→ Page extract
Reuters US Online Report Domestic News

Nov 03, 2011 18:05 EDT

BIRMINGHAM, Ala (Reuters) – An Alabama blogger whose online novel was cited as inspiration for four Georgia men’s alleged plot to kill federal employees said on Thursday he had no connection to them and doubted they posed any real threat to the public.

Federal authorities arrested the four men, aged 65 to 73, this week and accused them of being members of a domestic fringe militia group that planned attacks using explosives and the deadly biological toxin ricin.

A federal grand jury indicted the men on Thursday. Frederick Thomas, 73, and Emory Dan Roberts, 67, were charged with conspiracy to possess an unregistered explosive device and possession of an unregistered silencer, court records show.

Samuel J. Crump, 68, and Ray H. Adams, 65, were charged with conspiracy to possess and produce a biological toxin and attempted production of a biological toxin.

The FBI said Thomas, described as the group’s leader, wanted to model their actions on the novel “Absolved,” in which small groups of citizens attack federal law enforcement officers and federal judges.

But the novel’s author, former militiaman Mike Vanderboegh, derided the group as the “Georgia Geriatric Gang” and said they misinterpreted the intent of his book.

“There is no mention of ricin. No mention of weapons of mass destruction. No non-targeted assassinations,” Vanderboegh told Reuters.

Thomas said he had compiled a “bucket list” of government employees, politicians, corporate leaders and media members he felt needed to be “taken out” to “make the country right again,” according to court documents.

BOOK AS WARNING

Vanderboegh said writing about a fictitious civil war was his way of preventing a real one, using the scenario in his book as a warning of how people will rebel if federal laws continue to erode their personal liberty.

“If you want to maintain your liberty, the first thing you don’t engage in is Fort Sumters and Oklahoma Citys,” said Vanderboegh, 59.

Fort Sumter in South Carolina is where the first shots of the American Civil War were fired in 1861, and Oklahoma City was the site of the 1995 bombing of a federal building by Timothy McVeigh that killed 168 people.

A right-wing blogger on a site called Sipsey Street Irregulars, Vanderboegh regularly skewers the Bureau of Alcohol, Tobacco, Firearms and Explosives and other government agencies.

Last year, he was denounced for his call for people to pelt their local Democratic headquarters’ windows with rocks to protest President Barack Obama’s health care bill.

Vanderboegh, who has served as a Minuteman on the U.S.-Mexican border, is retired and lives on disability checks in Pinson, Alabama, outside of Birmingham. He has been called “The Gray Eminence of the Constitutional Militia,” a title he prefers due to his full head of gray hair.

Vanderboegh said he was skeptical of whether the four jailed Georgia suspects were even capable of acts of domestic terrorism.

He also expressed suspicion about the credibility of the FBI’s confidential informant, who assisted authorities by recording the group’s conversations over many months this year. Court records note the informant faces pending state felony charges and gave “less-than-truthful responses” about the militia group’s activities during a polygraph test.

“They are old codgers who talk real big and got talked into foolishness by an FBI informant who could not pass a lie detector test,” Vanderboegh said.

→ Problem 1
List every person in the news report whose age is given, along with that age.
→ Problem 2
Rewrite the stretch of the news report from "A federal grand" through "Vanderboegh told Reuters.", renaming "novel" as "story".
The material that follows has no connection to the news report above.

→ Information given
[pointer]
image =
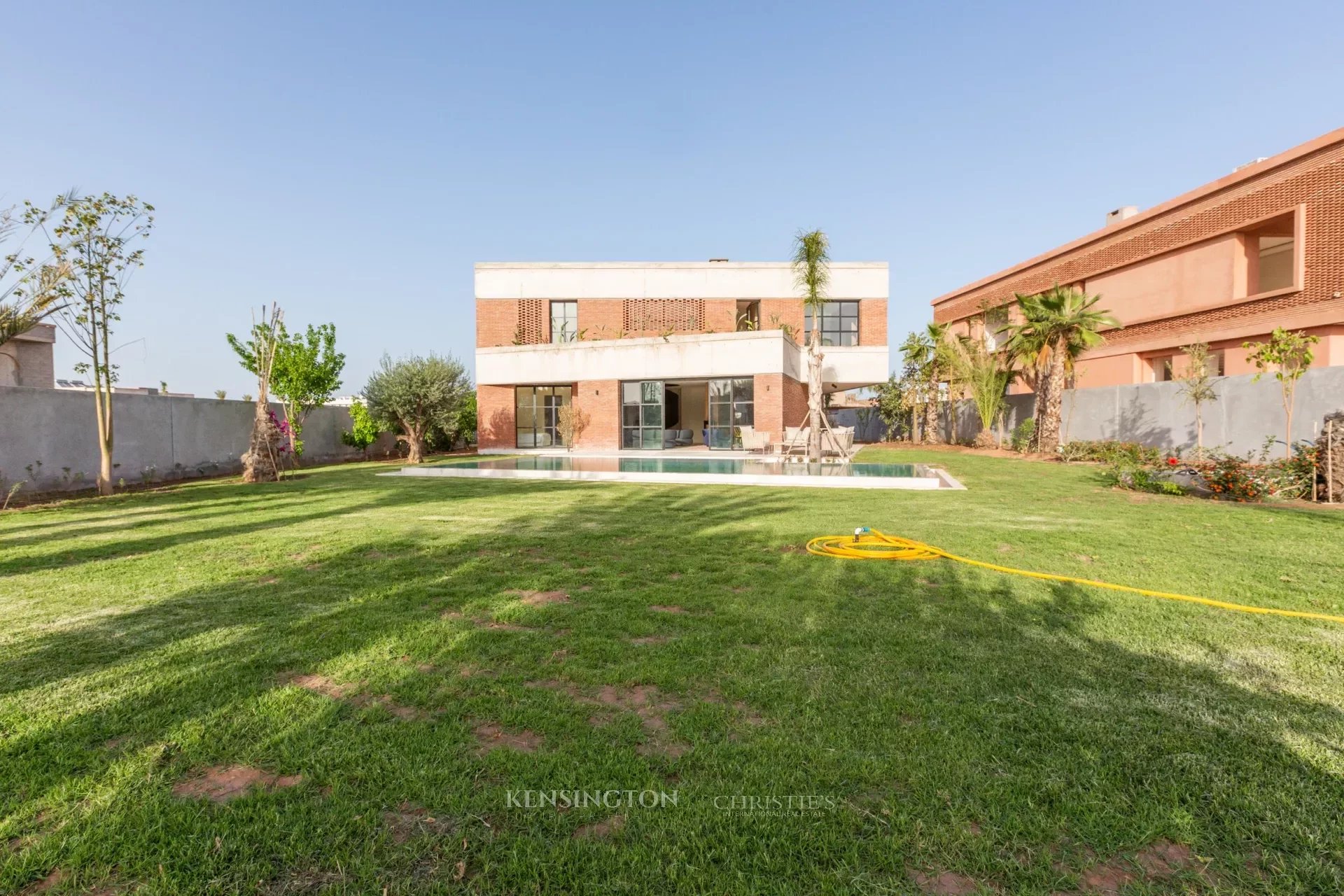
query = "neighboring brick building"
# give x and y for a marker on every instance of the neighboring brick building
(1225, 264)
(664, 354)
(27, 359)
==
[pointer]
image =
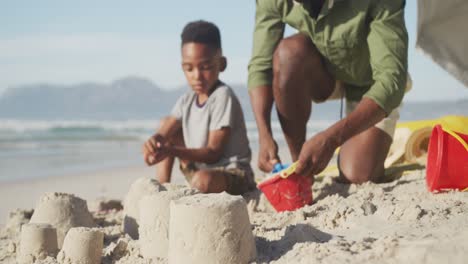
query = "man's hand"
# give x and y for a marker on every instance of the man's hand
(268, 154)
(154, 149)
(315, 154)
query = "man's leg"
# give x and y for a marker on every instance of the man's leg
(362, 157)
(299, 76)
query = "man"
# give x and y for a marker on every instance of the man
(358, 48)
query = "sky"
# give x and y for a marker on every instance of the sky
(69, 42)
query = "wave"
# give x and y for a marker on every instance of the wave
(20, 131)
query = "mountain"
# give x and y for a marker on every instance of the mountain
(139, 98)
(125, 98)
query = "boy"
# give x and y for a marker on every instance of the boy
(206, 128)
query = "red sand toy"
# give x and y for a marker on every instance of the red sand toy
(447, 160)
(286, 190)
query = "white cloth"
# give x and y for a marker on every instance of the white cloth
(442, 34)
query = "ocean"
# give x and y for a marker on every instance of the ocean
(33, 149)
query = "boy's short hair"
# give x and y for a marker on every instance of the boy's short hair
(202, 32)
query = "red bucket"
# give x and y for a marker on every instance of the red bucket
---
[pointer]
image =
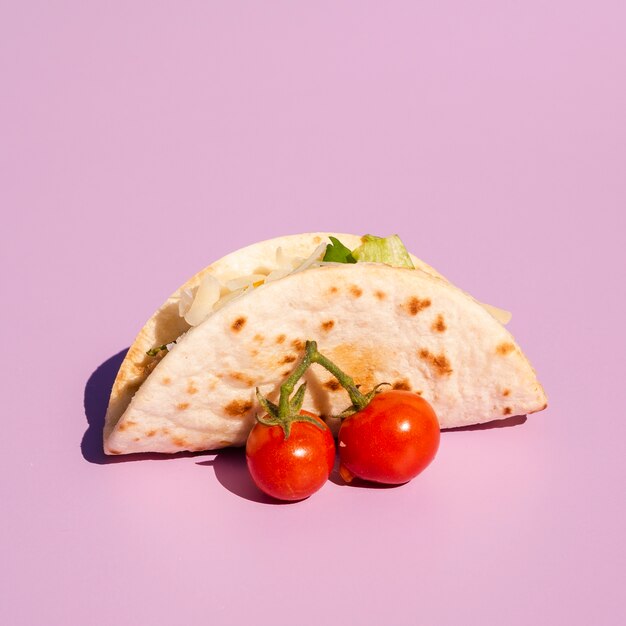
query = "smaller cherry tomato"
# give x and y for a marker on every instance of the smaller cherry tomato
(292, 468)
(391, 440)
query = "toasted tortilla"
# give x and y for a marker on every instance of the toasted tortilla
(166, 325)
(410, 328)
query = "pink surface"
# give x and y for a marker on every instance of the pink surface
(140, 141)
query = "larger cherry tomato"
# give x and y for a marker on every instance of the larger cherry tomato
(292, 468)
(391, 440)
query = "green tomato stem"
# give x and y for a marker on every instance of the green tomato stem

→ Problem solution 1
- Frederick Thomas, 73
- Emory Dan Roberts, 67
- Samuel J. Crump, 68
- Ray H. Adams, 65
- Mike Vanderboegh, 59

→ Problem solution 2
A federal grand jury indicted the men on Thursday. Frederick Thomas, 73, and Emory Dan Roberts, 67, were charged with conspiracy to possess an unregistered explosive device and possession of an unregistered silencer, court records show.

Samuel J. Crump, 68, and Ray H. Adams, 65, were charged with conspiracy to possess and produce a biological toxin and attempted production of a biological toxin.

The FBI said Thomas, described as the group’s leader, wanted to model their actions on the story “Absolved,” in which small groups of citizens attack federal law enforcement officers and federal judges.

But the story’s author, former militiaman Mike Vanderboegh, derided the group as the “Georgia Geriatric Gang” and said they misinterpreted the intent of his book.

“There is no mention of ricin. No mention of weapons of mass destruction. No non-targeted assassinations,” Vanderboegh told Reuters.